━━━━━ Document excerpt

= Probabilistic encryption =

Use of randomness in key code generation

Probabilistic encryption is the use of randomness in an encryption algorithm, so that when encrypting the same message several times it will, in general, yield different ciphertexts. The term "probabilistic encryption" is typically used in reference to public key encryption algorithms; however various symmetric key encryption algorithms achieve a similar property (e.g., block ciphers when used in a chaining mode such as CBC), and stream ciphers such as Freestyle which are inherently random. To be semantically secure, that is, to hide even partial information about the plaintext, an encryption algorithm must be probabilistic.

== History ==

The first provably-secure probabilistic public-key encryption scheme was proposed by Shafi Goldwasser and Silvio Micali, based on the hardness of the quadratic residuosity problem and had a message expansion factor equal to the public key size. More efficient probabilistic encryption algorithms include Elgamal, Paillier, and various constructions under the random oracle model, including optimal asymmetric encryption padding (OAEP).

== Security ==

Probabilistic encryption is particularly important when using public key cryptography. Suppose that the adversary observes a ciphertext, and suspects that the plaintext is either "YES" or "NO", or has a hunch that the plaintext might be "ATTACK AT CALAIS". When a deterministic encryption algorithm is used, the adversary can simply try encrypting each of their guesses under the recipient's public key, and compare each result to the target ciphertext. To combat this attack, public key encryption schemes must incorporate an element of randomness, ensuring that each plaintext maps into one of a large number of possible ciphertexts.

An intuitive approach to converting a deterministic encryption scheme into a probabilistic one is to simply pad the plaintext with a random string before encrypting with the deterministic algorithm. Conversely, decryption involves applying a deterministic algorithm and ignoring the random padding. However, early schemes which applied this naive approach were broken due to limitations in some deterministic encryption schemes. Techniques such as optimal asymmetric encryption padding (OAEP) integrate random padding in a manner that is secure using any trapdoor permutation.

━━━━━━━━━━
━━━━━ Excerpted data

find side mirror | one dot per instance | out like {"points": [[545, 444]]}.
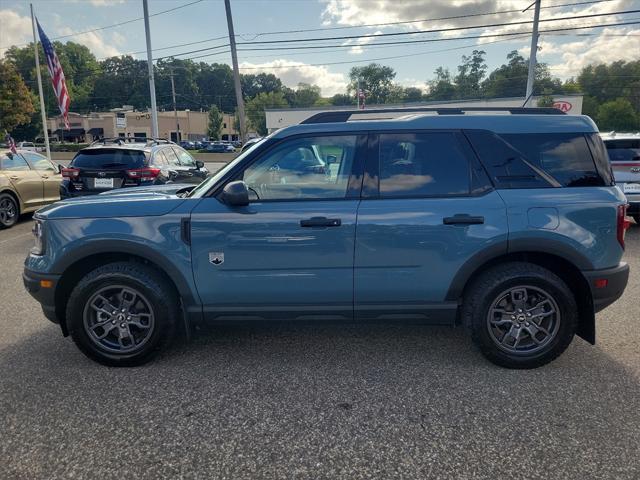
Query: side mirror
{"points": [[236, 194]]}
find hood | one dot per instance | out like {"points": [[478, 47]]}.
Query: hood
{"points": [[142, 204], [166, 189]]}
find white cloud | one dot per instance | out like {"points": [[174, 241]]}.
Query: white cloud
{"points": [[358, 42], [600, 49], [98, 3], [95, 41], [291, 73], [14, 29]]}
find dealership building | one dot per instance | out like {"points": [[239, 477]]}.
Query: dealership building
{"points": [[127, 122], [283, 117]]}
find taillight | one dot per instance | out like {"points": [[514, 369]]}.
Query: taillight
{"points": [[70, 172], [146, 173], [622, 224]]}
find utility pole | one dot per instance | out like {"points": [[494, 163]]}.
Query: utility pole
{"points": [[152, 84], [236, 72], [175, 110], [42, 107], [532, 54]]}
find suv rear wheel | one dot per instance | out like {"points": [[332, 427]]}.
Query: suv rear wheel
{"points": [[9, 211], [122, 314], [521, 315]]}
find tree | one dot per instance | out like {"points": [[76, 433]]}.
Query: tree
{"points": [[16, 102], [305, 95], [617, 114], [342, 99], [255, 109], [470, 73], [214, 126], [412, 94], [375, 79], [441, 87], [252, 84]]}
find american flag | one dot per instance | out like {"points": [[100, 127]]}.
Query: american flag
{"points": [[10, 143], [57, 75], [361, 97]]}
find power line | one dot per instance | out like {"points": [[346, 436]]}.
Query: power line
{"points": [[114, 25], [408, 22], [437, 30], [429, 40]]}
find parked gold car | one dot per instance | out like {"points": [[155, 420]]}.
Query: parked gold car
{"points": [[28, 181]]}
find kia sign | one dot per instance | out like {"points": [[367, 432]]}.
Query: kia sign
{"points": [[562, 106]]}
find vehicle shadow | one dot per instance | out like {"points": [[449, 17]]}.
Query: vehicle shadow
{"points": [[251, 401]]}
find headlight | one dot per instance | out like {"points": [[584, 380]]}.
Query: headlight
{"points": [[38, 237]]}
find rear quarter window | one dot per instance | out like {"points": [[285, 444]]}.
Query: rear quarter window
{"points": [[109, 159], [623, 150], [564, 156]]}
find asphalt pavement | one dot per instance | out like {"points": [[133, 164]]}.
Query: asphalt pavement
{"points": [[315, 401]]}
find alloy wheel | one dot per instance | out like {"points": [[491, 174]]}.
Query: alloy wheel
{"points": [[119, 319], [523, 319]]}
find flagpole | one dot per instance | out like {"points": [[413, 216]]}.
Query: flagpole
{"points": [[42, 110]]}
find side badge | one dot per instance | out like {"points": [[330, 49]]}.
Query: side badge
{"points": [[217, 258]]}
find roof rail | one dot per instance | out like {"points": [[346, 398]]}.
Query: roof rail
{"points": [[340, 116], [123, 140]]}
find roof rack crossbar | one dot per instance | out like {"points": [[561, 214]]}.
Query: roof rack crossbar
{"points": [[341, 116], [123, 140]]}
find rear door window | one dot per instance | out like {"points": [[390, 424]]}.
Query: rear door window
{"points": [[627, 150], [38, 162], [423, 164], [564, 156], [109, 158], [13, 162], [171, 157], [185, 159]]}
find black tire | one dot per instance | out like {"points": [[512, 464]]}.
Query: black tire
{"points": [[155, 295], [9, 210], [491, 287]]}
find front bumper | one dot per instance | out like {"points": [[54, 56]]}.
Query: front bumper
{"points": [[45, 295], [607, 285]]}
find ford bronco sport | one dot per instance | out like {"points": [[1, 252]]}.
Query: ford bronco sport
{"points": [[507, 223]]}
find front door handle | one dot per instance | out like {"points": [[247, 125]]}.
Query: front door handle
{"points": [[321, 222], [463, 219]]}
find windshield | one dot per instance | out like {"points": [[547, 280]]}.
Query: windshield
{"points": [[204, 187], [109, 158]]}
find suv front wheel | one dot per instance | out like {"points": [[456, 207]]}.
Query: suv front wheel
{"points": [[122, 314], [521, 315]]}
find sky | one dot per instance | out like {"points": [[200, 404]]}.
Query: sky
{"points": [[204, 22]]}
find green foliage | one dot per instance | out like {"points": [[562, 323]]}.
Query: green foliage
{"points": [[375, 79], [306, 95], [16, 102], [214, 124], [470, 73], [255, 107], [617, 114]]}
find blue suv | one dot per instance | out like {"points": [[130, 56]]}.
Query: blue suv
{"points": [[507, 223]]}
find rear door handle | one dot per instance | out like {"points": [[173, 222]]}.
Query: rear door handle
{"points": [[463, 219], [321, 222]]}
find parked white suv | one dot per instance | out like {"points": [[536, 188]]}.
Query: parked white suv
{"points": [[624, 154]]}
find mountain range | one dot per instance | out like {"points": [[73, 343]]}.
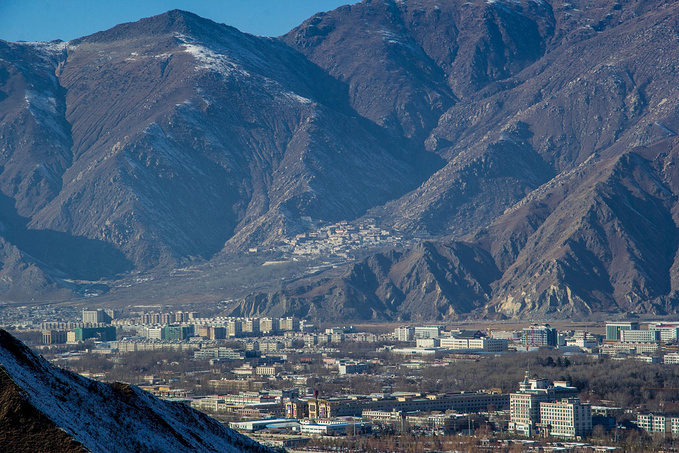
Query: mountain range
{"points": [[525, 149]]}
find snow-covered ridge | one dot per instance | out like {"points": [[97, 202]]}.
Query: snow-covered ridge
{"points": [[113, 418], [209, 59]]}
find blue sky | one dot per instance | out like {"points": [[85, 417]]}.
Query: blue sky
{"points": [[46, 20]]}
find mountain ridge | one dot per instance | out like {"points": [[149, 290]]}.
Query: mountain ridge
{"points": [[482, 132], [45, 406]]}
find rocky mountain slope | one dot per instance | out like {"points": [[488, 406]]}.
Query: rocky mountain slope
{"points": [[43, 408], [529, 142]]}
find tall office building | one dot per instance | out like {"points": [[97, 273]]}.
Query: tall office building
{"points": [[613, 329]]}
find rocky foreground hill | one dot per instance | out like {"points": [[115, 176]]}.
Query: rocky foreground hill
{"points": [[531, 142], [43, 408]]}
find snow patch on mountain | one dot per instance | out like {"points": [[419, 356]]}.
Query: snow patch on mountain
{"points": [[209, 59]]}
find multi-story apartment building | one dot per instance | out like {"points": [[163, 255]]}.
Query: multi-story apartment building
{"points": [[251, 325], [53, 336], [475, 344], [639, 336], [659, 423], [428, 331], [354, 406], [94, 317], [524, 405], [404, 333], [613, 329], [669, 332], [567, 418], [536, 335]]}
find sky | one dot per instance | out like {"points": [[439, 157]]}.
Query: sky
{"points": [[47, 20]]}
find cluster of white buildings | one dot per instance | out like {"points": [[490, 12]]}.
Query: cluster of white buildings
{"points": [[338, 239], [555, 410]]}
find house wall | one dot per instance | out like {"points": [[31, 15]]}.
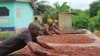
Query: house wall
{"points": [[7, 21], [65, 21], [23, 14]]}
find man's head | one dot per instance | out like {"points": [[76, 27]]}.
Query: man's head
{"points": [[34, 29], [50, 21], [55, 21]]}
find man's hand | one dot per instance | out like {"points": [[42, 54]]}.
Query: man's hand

━━━━━━━━━━

-- Set problem --
According to the probabilistic encryption article, who proposed the first provably-secure probabilistic public-key encryption scheme? The rows come from a different source than the probabilistic encryption article.

-- Completed task --
Shafi Goldwasser and Silvio Micali.